## [TASK PROMPT]
Copy every line of the data exactly, keeping out any picture.

## [SUPPLIED MATERIAL]
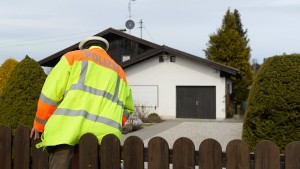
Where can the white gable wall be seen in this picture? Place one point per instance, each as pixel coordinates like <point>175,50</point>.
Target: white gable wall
<point>167,75</point>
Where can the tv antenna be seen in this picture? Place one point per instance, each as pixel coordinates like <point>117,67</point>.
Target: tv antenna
<point>129,23</point>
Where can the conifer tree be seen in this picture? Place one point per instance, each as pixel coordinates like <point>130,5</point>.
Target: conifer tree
<point>273,108</point>
<point>5,70</point>
<point>229,46</point>
<point>18,101</point>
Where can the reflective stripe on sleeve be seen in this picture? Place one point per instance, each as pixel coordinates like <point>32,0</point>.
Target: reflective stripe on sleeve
<point>40,120</point>
<point>88,116</point>
<point>126,114</point>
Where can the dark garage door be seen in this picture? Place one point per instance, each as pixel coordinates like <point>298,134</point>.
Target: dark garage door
<point>196,102</point>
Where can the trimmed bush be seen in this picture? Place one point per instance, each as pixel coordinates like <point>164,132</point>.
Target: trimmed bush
<point>273,107</point>
<point>5,71</point>
<point>18,101</point>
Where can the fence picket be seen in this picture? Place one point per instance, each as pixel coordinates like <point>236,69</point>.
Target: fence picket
<point>238,155</point>
<point>39,157</point>
<point>158,153</point>
<point>5,147</point>
<point>21,148</point>
<point>183,154</point>
<point>88,152</point>
<point>210,154</point>
<point>292,155</point>
<point>110,152</point>
<point>133,153</point>
<point>267,155</point>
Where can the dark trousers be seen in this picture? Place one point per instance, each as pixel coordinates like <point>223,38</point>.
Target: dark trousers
<point>60,156</point>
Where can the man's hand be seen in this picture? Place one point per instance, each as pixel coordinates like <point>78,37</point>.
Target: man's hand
<point>34,134</point>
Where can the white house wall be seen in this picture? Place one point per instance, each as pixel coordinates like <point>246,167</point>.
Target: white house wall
<point>167,75</point>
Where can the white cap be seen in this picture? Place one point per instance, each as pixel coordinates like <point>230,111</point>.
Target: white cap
<point>95,38</point>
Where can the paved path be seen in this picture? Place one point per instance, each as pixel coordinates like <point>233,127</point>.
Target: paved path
<point>196,130</point>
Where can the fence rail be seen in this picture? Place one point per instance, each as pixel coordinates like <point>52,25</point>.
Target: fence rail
<point>19,152</point>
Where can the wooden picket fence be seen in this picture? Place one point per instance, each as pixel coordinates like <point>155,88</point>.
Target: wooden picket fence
<point>19,152</point>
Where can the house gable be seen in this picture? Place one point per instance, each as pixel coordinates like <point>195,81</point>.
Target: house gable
<point>137,50</point>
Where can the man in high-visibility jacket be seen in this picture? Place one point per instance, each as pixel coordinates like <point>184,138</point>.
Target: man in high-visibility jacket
<point>86,92</point>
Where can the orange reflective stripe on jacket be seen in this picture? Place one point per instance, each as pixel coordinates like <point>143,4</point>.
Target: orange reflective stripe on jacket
<point>44,111</point>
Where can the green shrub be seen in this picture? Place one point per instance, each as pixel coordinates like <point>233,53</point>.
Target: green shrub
<point>18,101</point>
<point>153,118</point>
<point>273,107</point>
<point>5,71</point>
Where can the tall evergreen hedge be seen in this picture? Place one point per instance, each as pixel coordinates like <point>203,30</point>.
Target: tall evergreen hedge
<point>5,71</point>
<point>18,101</point>
<point>273,108</point>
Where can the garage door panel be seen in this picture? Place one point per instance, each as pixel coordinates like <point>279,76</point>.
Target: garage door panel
<point>196,102</point>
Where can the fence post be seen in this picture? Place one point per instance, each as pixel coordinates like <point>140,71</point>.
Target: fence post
<point>183,153</point>
<point>267,155</point>
<point>292,155</point>
<point>133,153</point>
<point>88,151</point>
<point>210,153</point>
<point>5,147</point>
<point>158,153</point>
<point>238,155</point>
<point>21,148</point>
<point>39,156</point>
<point>110,152</point>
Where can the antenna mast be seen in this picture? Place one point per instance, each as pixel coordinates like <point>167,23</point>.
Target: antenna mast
<point>141,27</point>
<point>129,24</point>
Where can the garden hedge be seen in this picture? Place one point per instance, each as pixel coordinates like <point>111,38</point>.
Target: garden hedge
<point>273,107</point>
<point>18,101</point>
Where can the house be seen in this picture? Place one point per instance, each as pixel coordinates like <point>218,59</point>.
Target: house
<point>174,83</point>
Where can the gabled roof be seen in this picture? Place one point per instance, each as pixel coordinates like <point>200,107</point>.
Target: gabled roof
<point>152,50</point>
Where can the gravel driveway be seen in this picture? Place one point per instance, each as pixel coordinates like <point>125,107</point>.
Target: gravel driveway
<point>196,130</point>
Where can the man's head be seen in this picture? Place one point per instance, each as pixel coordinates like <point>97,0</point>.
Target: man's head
<point>94,41</point>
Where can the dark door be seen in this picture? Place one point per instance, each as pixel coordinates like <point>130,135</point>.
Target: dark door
<point>196,102</point>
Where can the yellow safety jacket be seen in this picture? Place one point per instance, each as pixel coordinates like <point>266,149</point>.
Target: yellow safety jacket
<point>86,92</point>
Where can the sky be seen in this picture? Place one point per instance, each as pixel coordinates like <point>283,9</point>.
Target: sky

## [ANSWER SECTION]
Where can the white gable wall be seen in this picture? Place one point per instance, each as pixel coordinates like <point>175,50</point>.
Target: white gable wall
<point>167,75</point>
Where can the tv antenna be seen in this picture? Place one point per instance, each as pixel coordinates like <point>117,67</point>.
Target: tv antenna
<point>129,23</point>
Where can the conifer tree be seen in this picture? Place one point per instance, each as pixel coordinates like <point>130,5</point>.
Target: conifer tree
<point>273,108</point>
<point>5,70</point>
<point>229,46</point>
<point>18,101</point>
Where can the reflective stripe on sleeve be seen in this picture? Place one point per instance, each as pixel coordinates like <point>32,0</point>.
Target: reflective stripe on sleeve
<point>40,120</point>
<point>88,116</point>
<point>126,114</point>
Where can the dark garage door be seen in this picture? Place one point per instance, each as pixel coordinates like <point>298,134</point>.
Target: dark garage door
<point>196,102</point>
Where can the trimmed bush be seen in this picture? Place one point per instance, each as pixel coordinates like <point>164,132</point>.
Target: trimmed bush
<point>273,107</point>
<point>5,71</point>
<point>18,101</point>
Where can the fence picket be seen in this picture? Place one point per instance, each as pixel coordinates like <point>236,69</point>.
Target: fence picket
<point>238,155</point>
<point>39,157</point>
<point>158,153</point>
<point>5,147</point>
<point>21,148</point>
<point>183,154</point>
<point>88,152</point>
<point>210,154</point>
<point>292,155</point>
<point>110,152</point>
<point>133,153</point>
<point>267,155</point>
Where can the dark trousers be seen in this picture? Place one point per instance, each as pixel coordinates like <point>223,38</point>.
Target: dark trousers
<point>60,156</point>
Where can the man's hand be seen in this picture? Place one point per instance, each as pixel coordinates like <point>78,37</point>.
Target: man's hand
<point>34,134</point>
Where can the white house wall be seen in this picture? Place one point per instance, each as pixel coordinates like <point>246,167</point>.
Target: white house wall
<point>167,75</point>
Where can the white cap be seen in this picture? Place one point per instance, each as pixel coordinates like <point>230,111</point>.
Target: white cap
<point>95,38</point>
Where can the paved path be seen in this picture? Place one point per instance, each as pixel coordinates like <point>233,127</point>.
Target: paved path
<point>196,130</point>
Where can the fence rail be seen in this picture? Place one point per instance, each as pixel coordinates like <point>52,25</point>.
Target: fence rail
<point>19,152</point>
Where can the wooden picket fence be seen in this picture? Place one point per instance, each as pixel coordinates like <point>155,88</point>.
Target: wooden picket fence
<point>19,152</point>
Where can the house gable be seen in this picture? Place one point per instance, each as pixel coordinates like <point>195,81</point>.
Target: house gable
<point>137,50</point>
Where can the man in high-visibility jacket be seen in this picture? Place one point per instance, each as pixel coordinates like <point>184,138</point>.
Target: man in high-visibility jacket
<point>86,92</point>
Where can the orange reflective stripe on jacket be seen in this picture? Place one point per instance, each as pixel coordinates like <point>143,4</point>.
Target: orange reflective stripe on jacket
<point>44,111</point>
Where can the green shrub be seen in this picture? Place one point per instance, each as pixel coordinates like <point>233,53</point>.
Target: green shrub
<point>18,101</point>
<point>153,118</point>
<point>273,107</point>
<point>5,71</point>
Where can the tall evergreen hedge be seen in this picture? Place one point per instance, each as pixel coordinates like <point>203,30</point>.
Target: tall evergreen hedge
<point>5,71</point>
<point>18,101</point>
<point>273,108</point>
Where can the garage door panel be seen in this picture? Place one point per instance, each as pixel coordinates like <point>279,76</point>.
Target: garage door panel
<point>196,102</point>
Where can the fence post be seen in this picture? Place one point per instance, each as pixel coordinates like <point>140,71</point>.
Target: fence post
<point>183,153</point>
<point>267,155</point>
<point>292,155</point>
<point>133,153</point>
<point>88,151</point>
<point>210,153</point>
<point>5,147</point>
<point>158,153</point>
<point>238,155</point>
<point>21,148</point>
<point>39,156</point>
<point>110,152</point>
Where can the antenna mast be seen in this picture? Place one point per instance, each as pixel coordinates like <point>167,23</point>.
Target: antenna mast
<point>141,27</point>
<point>129,24</point>
Where can the garden hedge be seen in this picture? Place one point per instance, each as pixel coordinates like <point>111,38</point>.
Target: garden hedge
<point>273,107</point>
<point>18,101</point>
Where can the house be seen in this picture? Place one point per instance, each as pixel coordinates like <point>218,59</point>.
Target: house
<point>174,83</point>
Where can the gabled roof be seen in this picture? Place one point per instance, each as pixel coordinates like <point>200,107</point>.
Target: gabled roof
<point>152,50</point>
Where can the gravel driveway be seen in this picture? Place one point per instance, each as pixel coordinates like <point>125,107</point>.
Target: gravel driveway
<point>196,130</point>
Where can the man's head be seen in this picture? Place one point per instance, each as pixel coordinates like <point>97,0</point>.
Target: man's head
<point>94,41</point>
Where can the dark door be seen in this picture? Place one point per instance, each as pixel coordinates like <point>130,135</point>.
Target: dark door
<point>196,102</point>
Where can the yellow safety jacket be seen in this picture? Place one point per instance, each as pixel coordinates like <point>266,149</point>.
Target: yellow safety jacket
<point>86,92</point>
Where can the sky be seen in this picture? Place one point per instance, each as pixel coordinates like <point>283,9</point>.
Target: sky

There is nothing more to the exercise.